▸ **Given request**
Copy every line of the data below word for word, leaving out the pictures.

▸ **Dataset excerpts**

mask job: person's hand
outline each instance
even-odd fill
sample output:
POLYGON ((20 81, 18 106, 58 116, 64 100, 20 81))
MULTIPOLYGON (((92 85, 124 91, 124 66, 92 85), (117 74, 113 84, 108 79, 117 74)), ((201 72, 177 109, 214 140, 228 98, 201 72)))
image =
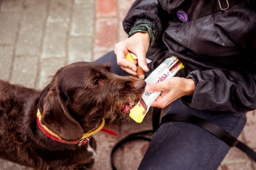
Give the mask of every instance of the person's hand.
POLYGON ((195 88, 192 79, 174 77, 158 83, 147 85, 145 92, 161 92, 151 107, 162 108, 180 97, 192 95, 195 88))
POLYGON ((140 66, 144 71, 148 71, 146 61, 146 53, 148 49, 150 36, 148 33, 138 32, 128 39, 116 44, 114 52, 117 55, 117 64, 122 70, 133 76, 136 76, 137 65, 140 66), (125 59, 129 52, 135 54, 138 60, 132 63, 125 59))

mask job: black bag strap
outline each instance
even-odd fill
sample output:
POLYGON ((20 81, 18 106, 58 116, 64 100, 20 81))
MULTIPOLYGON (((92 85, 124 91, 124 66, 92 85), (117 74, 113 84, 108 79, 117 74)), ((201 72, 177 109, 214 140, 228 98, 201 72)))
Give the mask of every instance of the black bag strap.
POLYGON ((204 7, 201 9, 198 18, 213 14, 220 11, 224 11, 232 5, 240 4, 243 0, 205 0, 204 7))

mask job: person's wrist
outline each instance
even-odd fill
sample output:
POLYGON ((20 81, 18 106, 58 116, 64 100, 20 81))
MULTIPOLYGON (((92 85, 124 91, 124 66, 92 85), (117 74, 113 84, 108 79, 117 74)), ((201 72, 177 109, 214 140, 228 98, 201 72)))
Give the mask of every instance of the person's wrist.
POLYGON ((194 93, 196 89, 195 82, 192 78, 182 78, 182 89, 184 90, 184 96, 191 96, 194 93))
POLYGON ((139 40, 147 41, 147 42, 150 41, 150 35, 148 33, 144 32, 138 32, 132 35, 133 37, 139 37, 139 40))

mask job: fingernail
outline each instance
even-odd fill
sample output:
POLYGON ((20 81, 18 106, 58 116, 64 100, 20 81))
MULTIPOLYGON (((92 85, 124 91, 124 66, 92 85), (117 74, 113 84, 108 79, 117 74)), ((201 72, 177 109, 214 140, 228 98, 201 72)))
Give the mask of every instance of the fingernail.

▸ **Final result**
mask job: person's hand
outline each instance
even-odd fill
sample output:
POLYGON ((20 81, 18 106, 58 116, 64 100, 20 81))
MULTIPOLYGON (((92 85, 124 91, 124 66, 92 85), (117 74, 113 84, 108 79, 117 74)), ((201 72, 177 109, 214 140, 228 98, 201 72)))
image =
Give the mask of every instance of the person's hand.
POLYGON ((195 88, 192 79, 174 77, 158 83, 147 85, 145 92, 161 92, 151 107, 162 108, 180 97, 192 95, 195 88))
POLYGON ((140 66, 144 71, 148 71, 146 61, 146 53, 148 49, 150 36, 148 33, 138 32, 128 39, 116 44, 114 52, 117 55, 117 64, 122 70, 133 76, 136 76, 137 65, 140 66), (125 59, 129 52, 135 54, 138 60, 132 63, 125 59))

mask job: black bag strap
outline each instance
even-odd fill
sample output:
POLYGON ((20 81, 18 106, 58 116, 64 100, 20 81))
MULTIPOLYGON (((92 85, 124 91, 124 66, 92 85), (117 74, 113 84, 108 79, 117 74)), ((201 72, 177 109, 214 140, 228 98, 201 72)))
Give the mask of every instance of the black bag strap.
POLYGON ((204 7, 201 9, 198 18, 213 14, 220 11, 224 11, 232 5, 240 4, 243 0, 205 0, 204 7))

mask job: person's wrist
outline each instance
even-odd fill
sample output:
POLYGON ((20 81, 18 106, 58 116, 64 100, 20 81))
MULTIPOLYGON (((92 85, 124 91, 124 66, 92 85), (117 74, 113 84, 108 79, 117 74)), ((201 72, 177 109, 214 140, 228 98, 201 72)))
Give the mask of every instance of the person's wrist.
POLYGON ((194 93, 196 89, 195 82, 192 78, 182 78, 182 89, 184 90, 184 96, 191 96, 194 93))
POLYGON ((139 40, 147 41, 147 42, 150 41, 150 35, 148 33, 144 32, 138 32, 132 35, 133 37, 139 37, 139 40))

mask job: fingernail
outline each instance
even-odd fill
sample output:
POLYGON ((20 81, 18 106, 58 116, 64 100, 20 81))
MULTIPOLYGON (((92 85, 124 91, 124 66, 92 85), (117 74, 113 84, 108 79, 117 74)), ((201 72, 177 109, 214 140, 228 98, 201 72)))
Give the mask of every instance of the fingernail.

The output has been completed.